- [Work task A]: In the Jamia students' statement, how many months pregnant is Safoora Zargar said to be?
- [Work task B]: Reproduce the stretch of the Jamia students' statement from "This presents a" through "inside the university.".

As the world is reeling from a global pandemic, as India is faced with the many socio-economic ramifications of the resultant lockdown, a different fear and anxiety grips the hearts of many students of Jamia Millia Islamia. Faced with a vengeful Government and its machinery of Police, the students who have lead and actively participated in the anti CAA, NRC and NPR protests are spending sleepless nights. Our crime – expressing our dissent against the discriminatory and unconstitutional measures of the Government that attempted to shake India’s secular, spiritual and democratic foundations.
Two student leaders of the movement, namely Mr Meeran Haider and Mrs Safoora Zargar, have been falsely framed with charges and put behind the bars during the lockdown, a clear violation of the Government regulations for the lockdown. That Safoora Zargar is three months pregnant makes her family and friends excessively concerned for her health and wellbeing in the jail. Members of AAJMI, the alumni association of the university, are also facing the wrath of the Police. Mr Areeb Hasan Khan , Mr Badar Alam and Mr Danish are being increasingly harassed by the Police in the name of investigation – the Police picks them up in the afternoon and leaves them at 2 in the midnight. Many other students are being called to the Police station for ‘enquiry’ or ‘verification’, only to be arrested once they show up. Our latest reports suggest Belal Nadeem, another member of Jamia Coordination Committee, has been called to the local Police station and taken away to Lodhi Colony Police Station today. We are yet to receive his updates.
This presents a frightening scenario – that of a democratic state unleashing its fury upon its voices of dissent, that of the guardians of the state turning against its own students and women, that of a nation using the lockdown ensuing from a global pandemic to isolate, terrorise and victimise its own people. You may or may not have sympathised with our protests and its goals – but we hope you can see the ethical and constitutional wrongness of a powerful state victimising its unarmed youth and women. What makes things more difficult for us is that the Jamia administration too have refused to extend their hands to support us, despite the fact that the administration has aided us during the protest, which had as one of its chief aims condemning the state sponsored violence inside the university.

- [Supplied data]:
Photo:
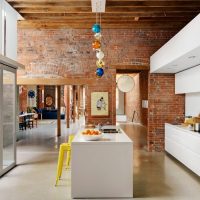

- [Task output A]: Three months.

- [Task output B]:
This presents a frightening scenario – that of a democratic state unleashing its fury upon its voices of dissent, that of the guardians of the state turning against its own students and women, that of a nation using the lockdown ensuing from a global pandemic to isolate, terrorise and victimise its own people. You may or may not have sympathised with our protests and its goals – but we hope you can see the ethical and constitutional wrongness of a powerful state victimising its unarmed youth and women. What makes things more difficult for us is that the Jamia administration too have refused to extend their hands to support us, despite the fact that the administration has aided us during the protest, which had as one of its chief aims condemning the state sponsored violence inside the university.